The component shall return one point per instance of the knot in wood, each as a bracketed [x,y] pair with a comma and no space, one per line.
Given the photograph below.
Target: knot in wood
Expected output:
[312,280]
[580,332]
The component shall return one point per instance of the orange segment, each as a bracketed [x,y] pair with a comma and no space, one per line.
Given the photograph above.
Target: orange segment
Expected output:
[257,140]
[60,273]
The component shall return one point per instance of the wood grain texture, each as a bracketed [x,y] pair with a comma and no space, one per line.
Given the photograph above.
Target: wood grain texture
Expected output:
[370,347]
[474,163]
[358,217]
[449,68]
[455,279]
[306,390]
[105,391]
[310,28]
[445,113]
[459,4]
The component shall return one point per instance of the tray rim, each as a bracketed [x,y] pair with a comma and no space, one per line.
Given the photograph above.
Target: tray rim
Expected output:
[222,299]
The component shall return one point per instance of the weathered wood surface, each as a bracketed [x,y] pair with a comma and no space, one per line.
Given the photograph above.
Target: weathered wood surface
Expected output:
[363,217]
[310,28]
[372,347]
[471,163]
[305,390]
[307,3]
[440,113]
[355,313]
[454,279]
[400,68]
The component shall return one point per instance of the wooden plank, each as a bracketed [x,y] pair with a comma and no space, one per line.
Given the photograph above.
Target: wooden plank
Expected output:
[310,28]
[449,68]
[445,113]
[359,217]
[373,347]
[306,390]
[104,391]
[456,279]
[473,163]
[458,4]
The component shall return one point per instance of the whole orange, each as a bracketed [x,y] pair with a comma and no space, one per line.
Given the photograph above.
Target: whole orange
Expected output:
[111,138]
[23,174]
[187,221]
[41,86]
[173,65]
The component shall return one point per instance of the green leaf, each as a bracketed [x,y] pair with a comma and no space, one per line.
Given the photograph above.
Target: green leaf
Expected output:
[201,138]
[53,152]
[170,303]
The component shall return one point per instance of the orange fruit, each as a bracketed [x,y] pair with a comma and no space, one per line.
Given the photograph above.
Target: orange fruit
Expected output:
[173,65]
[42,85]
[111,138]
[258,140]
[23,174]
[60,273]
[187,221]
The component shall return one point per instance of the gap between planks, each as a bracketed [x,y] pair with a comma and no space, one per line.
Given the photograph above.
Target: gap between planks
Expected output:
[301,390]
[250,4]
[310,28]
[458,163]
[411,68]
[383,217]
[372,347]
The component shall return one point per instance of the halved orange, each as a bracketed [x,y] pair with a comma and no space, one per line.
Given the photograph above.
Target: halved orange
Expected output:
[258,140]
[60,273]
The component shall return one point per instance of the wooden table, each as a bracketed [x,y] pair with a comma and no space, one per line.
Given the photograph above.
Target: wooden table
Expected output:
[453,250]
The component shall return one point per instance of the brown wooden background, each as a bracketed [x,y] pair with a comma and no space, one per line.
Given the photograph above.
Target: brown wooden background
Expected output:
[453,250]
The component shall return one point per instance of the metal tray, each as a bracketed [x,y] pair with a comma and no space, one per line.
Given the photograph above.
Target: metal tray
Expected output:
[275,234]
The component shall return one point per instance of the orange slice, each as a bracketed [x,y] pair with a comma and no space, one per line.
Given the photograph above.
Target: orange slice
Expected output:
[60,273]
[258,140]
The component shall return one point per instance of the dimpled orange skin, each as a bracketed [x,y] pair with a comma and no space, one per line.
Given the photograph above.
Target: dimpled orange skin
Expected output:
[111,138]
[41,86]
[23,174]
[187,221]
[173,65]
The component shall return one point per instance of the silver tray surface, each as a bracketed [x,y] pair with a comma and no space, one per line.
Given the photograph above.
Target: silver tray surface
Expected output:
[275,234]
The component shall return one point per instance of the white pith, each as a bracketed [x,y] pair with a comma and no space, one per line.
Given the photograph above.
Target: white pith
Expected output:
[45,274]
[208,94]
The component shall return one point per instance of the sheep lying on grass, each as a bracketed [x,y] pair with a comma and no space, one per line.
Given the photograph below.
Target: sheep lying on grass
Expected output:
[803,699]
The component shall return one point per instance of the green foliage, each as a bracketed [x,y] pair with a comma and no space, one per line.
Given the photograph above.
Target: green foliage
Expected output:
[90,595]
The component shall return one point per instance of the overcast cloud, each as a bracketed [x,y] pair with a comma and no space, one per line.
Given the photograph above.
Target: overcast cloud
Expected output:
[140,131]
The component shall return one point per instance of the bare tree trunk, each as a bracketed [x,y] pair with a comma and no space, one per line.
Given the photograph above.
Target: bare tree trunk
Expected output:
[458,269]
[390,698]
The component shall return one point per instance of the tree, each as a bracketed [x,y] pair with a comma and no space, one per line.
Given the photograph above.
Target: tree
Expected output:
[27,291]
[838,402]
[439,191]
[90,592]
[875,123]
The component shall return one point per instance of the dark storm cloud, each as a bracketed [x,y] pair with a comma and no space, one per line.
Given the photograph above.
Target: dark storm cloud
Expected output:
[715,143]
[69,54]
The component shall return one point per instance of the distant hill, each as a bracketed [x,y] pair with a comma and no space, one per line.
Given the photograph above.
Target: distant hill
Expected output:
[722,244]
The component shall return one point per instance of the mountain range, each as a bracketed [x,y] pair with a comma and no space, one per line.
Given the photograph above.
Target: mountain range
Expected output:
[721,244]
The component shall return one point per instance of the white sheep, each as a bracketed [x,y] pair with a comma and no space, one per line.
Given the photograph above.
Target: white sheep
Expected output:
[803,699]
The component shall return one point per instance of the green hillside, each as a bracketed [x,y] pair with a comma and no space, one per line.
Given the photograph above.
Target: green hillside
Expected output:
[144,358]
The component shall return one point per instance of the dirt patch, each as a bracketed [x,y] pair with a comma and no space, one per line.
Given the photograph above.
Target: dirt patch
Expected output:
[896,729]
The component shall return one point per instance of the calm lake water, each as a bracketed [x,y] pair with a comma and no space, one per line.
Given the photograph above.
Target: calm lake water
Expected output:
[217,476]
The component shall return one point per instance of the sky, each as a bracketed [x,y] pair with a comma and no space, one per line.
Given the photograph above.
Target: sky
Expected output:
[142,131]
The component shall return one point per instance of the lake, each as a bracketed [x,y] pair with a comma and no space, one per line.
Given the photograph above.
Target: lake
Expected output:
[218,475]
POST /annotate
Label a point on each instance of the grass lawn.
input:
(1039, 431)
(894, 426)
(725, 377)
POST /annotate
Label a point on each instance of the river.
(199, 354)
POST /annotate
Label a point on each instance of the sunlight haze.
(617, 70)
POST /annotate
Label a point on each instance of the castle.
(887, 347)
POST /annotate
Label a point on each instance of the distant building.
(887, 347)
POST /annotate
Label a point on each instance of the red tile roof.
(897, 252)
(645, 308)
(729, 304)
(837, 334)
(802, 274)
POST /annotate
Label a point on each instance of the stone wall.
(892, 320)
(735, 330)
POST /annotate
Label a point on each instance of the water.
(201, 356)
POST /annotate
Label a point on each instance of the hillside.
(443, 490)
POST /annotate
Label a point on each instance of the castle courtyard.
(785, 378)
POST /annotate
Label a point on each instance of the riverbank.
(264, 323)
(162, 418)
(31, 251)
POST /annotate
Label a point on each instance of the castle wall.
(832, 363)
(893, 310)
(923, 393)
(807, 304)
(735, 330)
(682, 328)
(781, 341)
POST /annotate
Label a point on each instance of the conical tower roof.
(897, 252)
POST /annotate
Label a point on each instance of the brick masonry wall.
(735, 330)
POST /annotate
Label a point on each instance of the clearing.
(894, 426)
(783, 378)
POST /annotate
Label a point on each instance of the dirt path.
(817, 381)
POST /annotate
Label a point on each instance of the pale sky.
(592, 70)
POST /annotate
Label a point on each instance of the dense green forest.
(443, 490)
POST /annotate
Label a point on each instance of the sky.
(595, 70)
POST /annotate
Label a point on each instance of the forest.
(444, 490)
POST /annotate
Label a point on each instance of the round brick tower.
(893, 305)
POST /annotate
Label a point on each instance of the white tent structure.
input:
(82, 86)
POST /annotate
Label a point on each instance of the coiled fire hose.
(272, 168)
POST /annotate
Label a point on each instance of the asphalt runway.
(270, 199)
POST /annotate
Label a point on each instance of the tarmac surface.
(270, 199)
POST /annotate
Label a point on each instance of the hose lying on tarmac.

> _WRITTEN TASK_
Show every line of the records above that contains the string "grass".

> _CORRECT RESULT_
The component shall return one point per instance of the sheep lying on grass, each as a bracketed [x,y] pair with a comma and no space, one per line.
Target: sheep lying on grass
Label a point on each instance of the grass lawn.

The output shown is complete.